STATED GOAL 1:
From the golf tournament text, reproduce the passage that opens with the words containing "The Gold Coast" and closes with "name Resch's Pilsner.".

──────── TEXT BLOCK ────────

= Gold Coast Classic =

Golf tournament

The Gold Coast Classic was a professional golf tournament played at Coolangatta & Tweed Heads Golf Club in northern New South Wales, Australia. It was held from 1978 to 1983. From 1979 to 1983 it was sponsored by Tooth and Co., a beer brewery, initially under their name but from 1982 under the name Resch's Pilsner.

There was a playoff in the inaugural event. Four holes of a sudden-death playoff were played on the Sunday evening before darkness forced a suspension. Played resumed at 9 am the following day. Mike Cahill won at the seventh extra hole, making a birdie 4.

────────

STATED GOAL 2:
Rewrite the part of the records that opens with the line containing "TARGET = overcast sky" and runs through the end of the records, replacing "instance" with "occurrence" and leaving everything else unchanged. Leave the pictures out of your answer.

──────── DATA LINES ────────

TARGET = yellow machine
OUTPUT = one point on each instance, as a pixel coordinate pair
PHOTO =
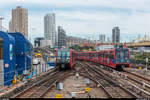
(16, 80)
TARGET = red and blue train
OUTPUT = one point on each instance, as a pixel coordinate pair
(116, 58)
(65, 58)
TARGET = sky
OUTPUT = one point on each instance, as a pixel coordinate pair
(84, 18)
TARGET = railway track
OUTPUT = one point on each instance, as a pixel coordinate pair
(37, 87)
(112, 89)
(40, 89)
(130, 82)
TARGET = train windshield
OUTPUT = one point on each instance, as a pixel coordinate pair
(122, 55)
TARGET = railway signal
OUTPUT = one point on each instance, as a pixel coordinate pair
(146, 63)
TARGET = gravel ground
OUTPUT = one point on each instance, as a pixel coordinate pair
(71, 84)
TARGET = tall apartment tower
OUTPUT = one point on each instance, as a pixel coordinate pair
(102, 38)
(61, 37)
(19, 21)
(116, 35)
(50, 28)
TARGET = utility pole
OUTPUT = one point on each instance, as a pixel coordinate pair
(1, 19)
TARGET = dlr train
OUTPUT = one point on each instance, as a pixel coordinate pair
(116, 58)
(64, 58)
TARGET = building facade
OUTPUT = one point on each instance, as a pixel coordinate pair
(102, 38)
(37, 41)
(19, 21)
(116, 35)
(50, 28)
(61, 37)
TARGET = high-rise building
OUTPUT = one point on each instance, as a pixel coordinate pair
(61, 37)
(50, 28)
(116, 35)
(19, 21)
(102, 38)
(37, 41)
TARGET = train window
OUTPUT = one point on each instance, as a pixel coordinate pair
(1, 48)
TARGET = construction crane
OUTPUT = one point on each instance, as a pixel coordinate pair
(1, 19)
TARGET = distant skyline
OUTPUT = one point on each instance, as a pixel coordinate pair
(84, 16)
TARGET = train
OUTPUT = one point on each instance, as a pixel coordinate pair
(116, 58)
(15, 57)
(65, 58)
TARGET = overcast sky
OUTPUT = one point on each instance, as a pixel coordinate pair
(84, 16)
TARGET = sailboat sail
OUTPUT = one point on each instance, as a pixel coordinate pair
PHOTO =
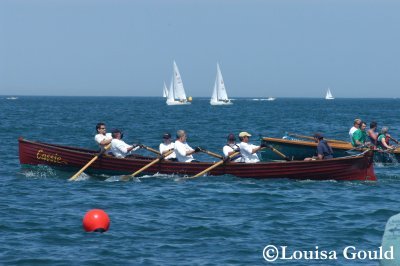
(214, 96)
(165, 91)
(329, 95)
(219, 96)
(222, 95)
(179, 90)
(176, 93)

────────

FULL RESPONSE 1:
The Gold Coast Classic was a professional golf tournament played at Coolangatta & Tweed Heads Golf Club in northern New South Wales, Australia. It was held from 1978 to 1983. From 1979 to 1983 it was sponsored by Tooth and Co., a beer brewery, initially under their name but from 1982 under the name Resch's Pilsner.

FULL RESPONSE 2:
TARGET = overcast sky
OUTPUT = one point on each occurrence, as a pixel coordinate pair
(84, 16)
TARGET = sailboat sail
OUTPUT = one point on each occurrence, as a pixel coordinate pair
PHOTO =
(214, 96)
(165, 91)
(329, 95)
(219, 96)
(222, 95)
(179, 90)
(176, 93)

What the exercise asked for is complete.